Task material:
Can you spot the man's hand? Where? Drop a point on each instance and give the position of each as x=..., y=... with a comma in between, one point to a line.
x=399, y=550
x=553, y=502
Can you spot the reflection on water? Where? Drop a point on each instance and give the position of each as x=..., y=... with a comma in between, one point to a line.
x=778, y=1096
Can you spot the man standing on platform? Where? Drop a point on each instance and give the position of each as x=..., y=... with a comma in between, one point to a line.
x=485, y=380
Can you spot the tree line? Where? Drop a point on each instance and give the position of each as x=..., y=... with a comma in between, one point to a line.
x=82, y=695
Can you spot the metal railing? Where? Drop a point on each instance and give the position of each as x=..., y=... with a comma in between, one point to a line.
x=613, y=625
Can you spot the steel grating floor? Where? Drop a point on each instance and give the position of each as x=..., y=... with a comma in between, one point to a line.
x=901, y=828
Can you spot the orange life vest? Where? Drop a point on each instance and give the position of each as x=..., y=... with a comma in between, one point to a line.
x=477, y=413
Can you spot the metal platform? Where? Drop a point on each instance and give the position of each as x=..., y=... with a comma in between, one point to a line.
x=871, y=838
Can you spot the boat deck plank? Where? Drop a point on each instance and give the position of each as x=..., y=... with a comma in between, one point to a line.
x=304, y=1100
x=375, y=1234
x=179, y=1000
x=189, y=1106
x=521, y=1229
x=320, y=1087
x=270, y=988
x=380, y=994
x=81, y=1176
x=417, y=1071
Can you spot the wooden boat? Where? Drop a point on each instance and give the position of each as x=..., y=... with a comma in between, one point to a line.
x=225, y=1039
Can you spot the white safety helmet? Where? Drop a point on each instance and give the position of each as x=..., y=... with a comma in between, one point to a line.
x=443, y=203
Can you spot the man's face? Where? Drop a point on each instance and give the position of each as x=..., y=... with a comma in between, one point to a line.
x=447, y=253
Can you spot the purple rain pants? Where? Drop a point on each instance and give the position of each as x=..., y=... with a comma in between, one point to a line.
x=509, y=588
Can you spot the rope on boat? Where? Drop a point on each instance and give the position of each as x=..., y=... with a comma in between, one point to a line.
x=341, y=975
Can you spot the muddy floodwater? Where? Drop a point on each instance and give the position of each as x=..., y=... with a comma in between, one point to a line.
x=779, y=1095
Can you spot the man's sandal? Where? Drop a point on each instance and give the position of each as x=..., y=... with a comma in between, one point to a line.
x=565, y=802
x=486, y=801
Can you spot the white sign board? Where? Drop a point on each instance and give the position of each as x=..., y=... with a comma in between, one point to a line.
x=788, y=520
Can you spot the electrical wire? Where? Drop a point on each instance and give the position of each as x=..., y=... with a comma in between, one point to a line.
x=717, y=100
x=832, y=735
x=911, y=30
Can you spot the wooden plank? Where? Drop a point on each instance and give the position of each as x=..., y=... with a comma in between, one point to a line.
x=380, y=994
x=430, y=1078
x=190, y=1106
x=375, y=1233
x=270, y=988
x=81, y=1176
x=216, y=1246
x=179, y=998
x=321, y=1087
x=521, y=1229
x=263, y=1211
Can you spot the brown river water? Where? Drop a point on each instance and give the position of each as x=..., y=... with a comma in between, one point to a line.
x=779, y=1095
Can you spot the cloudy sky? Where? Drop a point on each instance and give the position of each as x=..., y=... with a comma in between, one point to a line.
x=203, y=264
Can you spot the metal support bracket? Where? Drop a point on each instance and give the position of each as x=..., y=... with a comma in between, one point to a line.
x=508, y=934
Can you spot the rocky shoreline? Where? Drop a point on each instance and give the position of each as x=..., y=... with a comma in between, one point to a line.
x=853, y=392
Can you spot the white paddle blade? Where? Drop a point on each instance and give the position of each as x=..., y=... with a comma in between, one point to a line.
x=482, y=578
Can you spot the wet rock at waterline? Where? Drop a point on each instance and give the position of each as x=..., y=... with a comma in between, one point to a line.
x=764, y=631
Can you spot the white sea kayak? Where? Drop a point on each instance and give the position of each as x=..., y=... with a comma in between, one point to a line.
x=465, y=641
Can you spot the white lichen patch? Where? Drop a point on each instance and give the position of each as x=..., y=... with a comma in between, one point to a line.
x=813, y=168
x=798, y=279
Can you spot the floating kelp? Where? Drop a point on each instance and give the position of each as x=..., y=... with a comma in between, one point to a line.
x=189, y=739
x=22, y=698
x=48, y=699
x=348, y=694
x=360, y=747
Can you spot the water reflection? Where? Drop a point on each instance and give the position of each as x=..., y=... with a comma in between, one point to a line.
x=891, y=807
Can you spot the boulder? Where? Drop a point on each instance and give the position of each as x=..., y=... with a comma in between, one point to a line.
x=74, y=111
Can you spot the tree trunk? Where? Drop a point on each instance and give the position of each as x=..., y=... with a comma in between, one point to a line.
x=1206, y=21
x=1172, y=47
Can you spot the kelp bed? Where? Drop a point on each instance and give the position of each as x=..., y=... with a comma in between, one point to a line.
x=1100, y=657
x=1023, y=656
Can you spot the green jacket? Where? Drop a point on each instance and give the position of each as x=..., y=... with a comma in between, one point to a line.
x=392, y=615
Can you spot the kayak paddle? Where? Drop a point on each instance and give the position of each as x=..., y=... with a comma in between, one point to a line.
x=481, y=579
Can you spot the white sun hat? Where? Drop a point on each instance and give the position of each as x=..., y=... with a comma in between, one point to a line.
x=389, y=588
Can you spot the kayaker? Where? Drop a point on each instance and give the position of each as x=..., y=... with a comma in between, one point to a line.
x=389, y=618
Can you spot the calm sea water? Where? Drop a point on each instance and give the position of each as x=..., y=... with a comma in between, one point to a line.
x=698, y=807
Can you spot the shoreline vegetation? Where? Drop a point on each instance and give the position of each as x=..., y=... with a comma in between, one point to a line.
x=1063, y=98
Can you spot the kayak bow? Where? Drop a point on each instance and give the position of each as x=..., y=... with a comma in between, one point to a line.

Directions for this task:
Starting with the line that contains "Can you spot the white lichen", output every line through the end of the listing above, unchanged.

Complete answer:
Can you spot the white lichen patch? Where? Drop a point on each instance and give the position of each as x=..., y=... with a comma in between, one point to a line.
x=813, y=168
x=798, y=279
Can you spot the floating kelp? Where? Drop a point on each instance and give the position of each as x=..., y=... with a comma in between, one point to a line.
x=189, y=739
x=22, y=698
x=48, y=699
x=348, y=694
x=360, y=747
Can you spot the water reflection? Where? Drop a point on each instance and give the position of each as x=..., y=... with a comma in between, one point to a line.
x=891, y=807
Can you spot the boulder? Where? Drop a point on each instance and give the position of each as x=..., y=... with a comma in between, one point to a line.
x=74, y=111
Can you spot the tree trunk? Where? Drop a point on each instance and give the position of each as x=..., y=... with a comma in between, one point to a line.
x=1206, y=21
x=1172, y=47
Can you spot the kelp bed? Where? Drop a point on each instance and give the position of each as x=..., y=... with a comma in between, one point to a line.
x=1100, y=657
x=1023, y=656
Can you spot the green jacket? Where? Drop a point on each instance and give the position of each as x=..., y=... with a comma in between, one point to a line.
x=392, y=615
Can you spot the kayak paddle? Where? Drop a point on each instance and give the position of each as x=..., y=... with a comma in between, one point to a line.
x=481, y=579
Can you spot the white sun hat? Where? Drop a point on each instance and give the position of each as x=..., y=... with a comma in between, one point to a line.
x=389, y=588
Can you spot the kayaker? Where? Drop a point on each instance and give the position of each as x=..., y=... with a comma in between, one point to a line.
x=389, y=618
Can you spot the calm sea water? Where? Drop a point on each instance and give the position of each as x=..., y=... with a comma in between, one point to a line.
x=698, y=807
Can you spot the shoreline vegetation? Where? Drop a point on each instance and give the position of each as x=..., y=... with a comma in between, one point to a line.
x=1063, y=98
Can you spot the kayak bow? Where? Drop a point on each instance and give the position of each as x=..., y=... with a comma in between, one point to a line.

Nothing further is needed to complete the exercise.